▸ Work order
The required answer is a copy of each line in the entries below that includes "tree".

(Point localization data)
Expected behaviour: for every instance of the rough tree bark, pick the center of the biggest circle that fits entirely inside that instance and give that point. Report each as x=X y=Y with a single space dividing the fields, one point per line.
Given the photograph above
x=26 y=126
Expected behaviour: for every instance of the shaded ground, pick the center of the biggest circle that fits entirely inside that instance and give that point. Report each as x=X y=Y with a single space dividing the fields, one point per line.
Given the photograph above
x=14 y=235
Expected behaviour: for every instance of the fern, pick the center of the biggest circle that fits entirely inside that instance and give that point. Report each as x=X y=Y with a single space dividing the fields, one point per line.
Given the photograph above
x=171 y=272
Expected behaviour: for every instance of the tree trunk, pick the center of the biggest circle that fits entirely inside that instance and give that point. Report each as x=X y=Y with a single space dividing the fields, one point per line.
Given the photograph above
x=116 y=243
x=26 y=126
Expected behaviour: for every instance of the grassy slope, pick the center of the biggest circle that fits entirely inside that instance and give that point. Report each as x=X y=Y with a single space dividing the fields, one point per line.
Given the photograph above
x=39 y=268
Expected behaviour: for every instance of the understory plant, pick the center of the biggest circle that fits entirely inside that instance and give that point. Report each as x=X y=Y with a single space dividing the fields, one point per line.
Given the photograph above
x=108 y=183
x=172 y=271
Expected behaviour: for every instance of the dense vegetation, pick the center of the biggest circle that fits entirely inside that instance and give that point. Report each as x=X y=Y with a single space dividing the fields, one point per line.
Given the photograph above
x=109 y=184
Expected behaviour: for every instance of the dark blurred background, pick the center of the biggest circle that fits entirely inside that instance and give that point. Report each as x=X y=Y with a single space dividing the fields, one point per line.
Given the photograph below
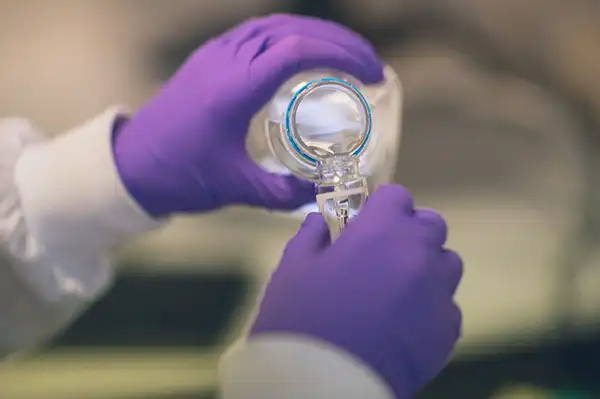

▸ Exercise response
Expected behaviour: for every instance of the rough tree bark, pick the center of the biggest circle that fits entirely inside that instance and give that point. Report each as x=X y=Y with a single space dividing the fields, one point per line.
Expected behaviour: for every instance of the tree trunk, pick the center of the biggest circle that fits entirely inside that instance and give that point. Report each as x=X y=Y with a single space dividing the fields, one point per line.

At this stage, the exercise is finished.